Please transcribe word for word the entries beginning with the line that contains "like x=128, y=37." and continuing through the line that contains "x=306, y=131", including both of those lines.

──────── DATA FOR THIS TASK ────────

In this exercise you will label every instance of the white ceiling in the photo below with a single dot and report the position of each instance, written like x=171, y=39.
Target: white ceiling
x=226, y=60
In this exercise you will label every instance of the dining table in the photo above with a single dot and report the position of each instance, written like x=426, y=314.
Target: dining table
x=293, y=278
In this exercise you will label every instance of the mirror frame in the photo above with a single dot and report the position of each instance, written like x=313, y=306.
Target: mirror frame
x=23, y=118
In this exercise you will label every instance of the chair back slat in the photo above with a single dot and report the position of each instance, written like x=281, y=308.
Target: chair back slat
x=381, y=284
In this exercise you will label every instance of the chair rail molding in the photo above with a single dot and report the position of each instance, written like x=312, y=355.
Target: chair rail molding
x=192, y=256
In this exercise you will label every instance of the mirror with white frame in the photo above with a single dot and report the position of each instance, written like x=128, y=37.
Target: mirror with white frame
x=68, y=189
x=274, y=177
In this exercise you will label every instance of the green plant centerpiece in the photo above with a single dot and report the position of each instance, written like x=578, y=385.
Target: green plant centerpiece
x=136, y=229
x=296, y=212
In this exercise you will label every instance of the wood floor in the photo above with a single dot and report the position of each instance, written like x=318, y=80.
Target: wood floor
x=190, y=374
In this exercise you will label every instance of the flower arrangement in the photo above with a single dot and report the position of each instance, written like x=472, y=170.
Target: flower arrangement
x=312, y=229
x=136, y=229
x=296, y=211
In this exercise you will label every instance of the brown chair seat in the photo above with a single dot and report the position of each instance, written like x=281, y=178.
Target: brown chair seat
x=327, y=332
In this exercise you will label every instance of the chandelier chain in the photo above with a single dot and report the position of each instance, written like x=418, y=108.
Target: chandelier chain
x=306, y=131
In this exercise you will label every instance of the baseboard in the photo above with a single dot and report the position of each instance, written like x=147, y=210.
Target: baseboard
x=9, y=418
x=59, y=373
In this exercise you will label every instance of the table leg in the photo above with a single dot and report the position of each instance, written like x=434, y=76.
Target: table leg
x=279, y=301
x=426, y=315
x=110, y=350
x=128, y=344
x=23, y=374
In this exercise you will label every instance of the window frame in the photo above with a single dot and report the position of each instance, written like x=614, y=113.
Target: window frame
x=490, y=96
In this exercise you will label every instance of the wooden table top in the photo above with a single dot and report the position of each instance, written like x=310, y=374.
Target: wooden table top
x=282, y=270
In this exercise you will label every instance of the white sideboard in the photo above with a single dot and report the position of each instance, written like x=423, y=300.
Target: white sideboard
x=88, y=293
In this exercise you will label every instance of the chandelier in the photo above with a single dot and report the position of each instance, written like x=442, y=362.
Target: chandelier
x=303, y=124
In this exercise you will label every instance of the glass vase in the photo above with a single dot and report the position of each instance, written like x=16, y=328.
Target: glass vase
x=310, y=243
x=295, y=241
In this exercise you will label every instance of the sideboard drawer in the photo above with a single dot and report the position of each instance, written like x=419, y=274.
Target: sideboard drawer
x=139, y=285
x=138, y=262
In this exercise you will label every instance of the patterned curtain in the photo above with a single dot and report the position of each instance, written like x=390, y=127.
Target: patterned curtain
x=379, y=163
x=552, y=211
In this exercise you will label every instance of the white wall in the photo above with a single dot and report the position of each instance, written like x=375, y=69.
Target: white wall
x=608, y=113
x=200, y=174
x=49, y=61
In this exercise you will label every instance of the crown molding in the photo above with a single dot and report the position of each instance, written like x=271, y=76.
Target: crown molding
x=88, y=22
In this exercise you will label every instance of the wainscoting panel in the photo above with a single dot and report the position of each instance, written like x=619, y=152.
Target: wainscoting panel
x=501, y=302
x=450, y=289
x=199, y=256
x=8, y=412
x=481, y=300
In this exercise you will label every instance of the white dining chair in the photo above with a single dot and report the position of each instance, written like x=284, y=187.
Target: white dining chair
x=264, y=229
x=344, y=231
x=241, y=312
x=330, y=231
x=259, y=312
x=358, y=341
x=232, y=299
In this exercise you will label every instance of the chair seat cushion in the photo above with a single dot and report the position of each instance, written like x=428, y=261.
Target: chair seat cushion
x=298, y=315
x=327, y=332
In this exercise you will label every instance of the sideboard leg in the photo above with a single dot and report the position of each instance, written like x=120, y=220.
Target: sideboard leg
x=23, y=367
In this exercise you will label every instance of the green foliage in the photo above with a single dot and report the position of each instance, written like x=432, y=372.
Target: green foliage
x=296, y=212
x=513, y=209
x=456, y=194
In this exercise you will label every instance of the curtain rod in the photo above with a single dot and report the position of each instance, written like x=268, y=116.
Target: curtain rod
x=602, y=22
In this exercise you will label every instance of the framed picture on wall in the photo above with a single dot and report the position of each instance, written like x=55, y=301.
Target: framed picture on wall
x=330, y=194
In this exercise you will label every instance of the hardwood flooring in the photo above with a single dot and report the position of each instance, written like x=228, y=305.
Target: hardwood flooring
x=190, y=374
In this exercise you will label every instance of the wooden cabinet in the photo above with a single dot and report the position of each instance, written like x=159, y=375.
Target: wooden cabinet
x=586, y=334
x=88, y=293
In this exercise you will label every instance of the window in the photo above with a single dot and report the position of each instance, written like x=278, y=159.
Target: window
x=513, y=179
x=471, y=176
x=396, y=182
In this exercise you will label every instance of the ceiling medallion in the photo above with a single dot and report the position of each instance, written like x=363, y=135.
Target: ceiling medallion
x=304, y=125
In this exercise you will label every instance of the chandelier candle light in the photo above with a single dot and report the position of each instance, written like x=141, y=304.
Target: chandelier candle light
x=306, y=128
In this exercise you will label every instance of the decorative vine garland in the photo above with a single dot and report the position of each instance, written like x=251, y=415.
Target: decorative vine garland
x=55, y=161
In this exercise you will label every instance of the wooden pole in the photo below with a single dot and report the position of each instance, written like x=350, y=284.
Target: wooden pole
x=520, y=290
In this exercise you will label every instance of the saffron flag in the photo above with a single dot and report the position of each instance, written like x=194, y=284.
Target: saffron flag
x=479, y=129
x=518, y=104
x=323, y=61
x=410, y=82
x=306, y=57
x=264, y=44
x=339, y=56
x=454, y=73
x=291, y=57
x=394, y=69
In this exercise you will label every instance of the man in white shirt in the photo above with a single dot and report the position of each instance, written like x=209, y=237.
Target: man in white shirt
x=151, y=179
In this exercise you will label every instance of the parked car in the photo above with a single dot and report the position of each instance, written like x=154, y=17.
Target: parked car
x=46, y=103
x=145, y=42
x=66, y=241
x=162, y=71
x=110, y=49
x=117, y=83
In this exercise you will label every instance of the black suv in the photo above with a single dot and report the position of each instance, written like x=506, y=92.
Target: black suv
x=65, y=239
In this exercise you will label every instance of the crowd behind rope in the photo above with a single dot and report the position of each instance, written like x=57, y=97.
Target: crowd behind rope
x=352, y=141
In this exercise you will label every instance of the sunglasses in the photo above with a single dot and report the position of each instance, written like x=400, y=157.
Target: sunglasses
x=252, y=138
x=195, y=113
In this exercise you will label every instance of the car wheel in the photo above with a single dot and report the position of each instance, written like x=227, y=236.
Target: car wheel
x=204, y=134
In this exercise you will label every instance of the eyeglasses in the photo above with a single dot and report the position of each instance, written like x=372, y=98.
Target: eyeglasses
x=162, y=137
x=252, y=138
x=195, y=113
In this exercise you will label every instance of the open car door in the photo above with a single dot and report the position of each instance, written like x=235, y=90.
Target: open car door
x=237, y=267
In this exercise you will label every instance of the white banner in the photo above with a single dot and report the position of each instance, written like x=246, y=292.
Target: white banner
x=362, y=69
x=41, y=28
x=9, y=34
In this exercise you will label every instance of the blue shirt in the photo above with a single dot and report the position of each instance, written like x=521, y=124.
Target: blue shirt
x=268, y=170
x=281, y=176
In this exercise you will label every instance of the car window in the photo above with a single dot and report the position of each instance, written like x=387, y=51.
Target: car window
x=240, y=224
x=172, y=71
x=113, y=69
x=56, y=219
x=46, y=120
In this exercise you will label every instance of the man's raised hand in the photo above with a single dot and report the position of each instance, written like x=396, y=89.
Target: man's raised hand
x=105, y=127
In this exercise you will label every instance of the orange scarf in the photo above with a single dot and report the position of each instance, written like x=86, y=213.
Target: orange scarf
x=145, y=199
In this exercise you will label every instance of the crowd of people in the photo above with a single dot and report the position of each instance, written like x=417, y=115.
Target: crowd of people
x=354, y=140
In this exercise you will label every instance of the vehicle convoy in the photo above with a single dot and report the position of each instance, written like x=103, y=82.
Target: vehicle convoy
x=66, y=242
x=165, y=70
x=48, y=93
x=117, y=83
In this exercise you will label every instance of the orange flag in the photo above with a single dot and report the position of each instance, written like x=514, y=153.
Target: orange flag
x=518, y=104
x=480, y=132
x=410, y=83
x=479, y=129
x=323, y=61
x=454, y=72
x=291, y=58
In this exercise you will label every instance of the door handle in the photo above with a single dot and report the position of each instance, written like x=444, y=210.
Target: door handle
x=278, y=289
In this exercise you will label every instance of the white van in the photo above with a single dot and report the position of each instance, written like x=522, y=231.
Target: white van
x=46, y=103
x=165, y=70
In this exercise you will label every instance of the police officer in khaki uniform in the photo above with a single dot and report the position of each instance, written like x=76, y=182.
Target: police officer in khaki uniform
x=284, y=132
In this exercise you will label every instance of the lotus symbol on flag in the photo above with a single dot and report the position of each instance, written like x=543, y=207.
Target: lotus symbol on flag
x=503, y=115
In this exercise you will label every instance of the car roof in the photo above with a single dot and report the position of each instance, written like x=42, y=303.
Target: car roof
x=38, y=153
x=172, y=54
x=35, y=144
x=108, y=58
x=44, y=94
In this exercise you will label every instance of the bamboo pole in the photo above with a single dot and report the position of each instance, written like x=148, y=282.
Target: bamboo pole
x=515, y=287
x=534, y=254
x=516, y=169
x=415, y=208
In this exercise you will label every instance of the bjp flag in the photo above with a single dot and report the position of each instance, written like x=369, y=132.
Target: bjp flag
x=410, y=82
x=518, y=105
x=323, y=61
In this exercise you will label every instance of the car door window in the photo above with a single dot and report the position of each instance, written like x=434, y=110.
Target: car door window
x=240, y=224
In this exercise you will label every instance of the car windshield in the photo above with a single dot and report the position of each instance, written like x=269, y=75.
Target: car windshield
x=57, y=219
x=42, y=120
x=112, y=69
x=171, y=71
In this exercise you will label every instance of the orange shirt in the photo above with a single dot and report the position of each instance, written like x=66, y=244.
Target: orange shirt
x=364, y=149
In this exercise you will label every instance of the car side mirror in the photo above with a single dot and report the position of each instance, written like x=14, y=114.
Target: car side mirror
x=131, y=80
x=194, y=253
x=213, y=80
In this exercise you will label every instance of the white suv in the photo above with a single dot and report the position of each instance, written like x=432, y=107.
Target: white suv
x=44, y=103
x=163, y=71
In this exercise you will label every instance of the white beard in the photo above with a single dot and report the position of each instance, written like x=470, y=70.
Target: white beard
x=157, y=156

────────

FULL SOLUTION:
In this exercise you will label every instance of the mirror with white frame in the photo above with a single dot and report the position of each instance, written like x=128, y=37.
Target: mirror with white frame
x=68, y=189
x=274, y=177
In this exercise you will label every instance of the green plant centerpiece in the photo above with a single dot and report the position of each instance, written like x=578, y=385.
Target: green plant centerpiece
x=136, y=229
x=296, y=212
In this exercise you will label every instance of the wood floor in the photo above with a single dot and report the position of each instance, written like x=318, y=80.
Target: wood floor
x=190, y=374
In this exercise you will label every instance of the flower arrangement in the photo above with a single dot and report the position of each instance, written like x=472, y=170.
Target: flower arrangement
x=312, y=229
x=136, y=229
x=296, y=211
In this exercise you will label every instance of the brown chair seat in the photo above with a single dot and report the position of each instance, written like x=281, y=178.
Target: brown chair seat
x=327, y=332
In this exercise you will label every instance of the chandelier chain in the photo above with a single dot and report the position of each instance, written like x=418, y=108.
Target: chandelier chain
x=306, y=131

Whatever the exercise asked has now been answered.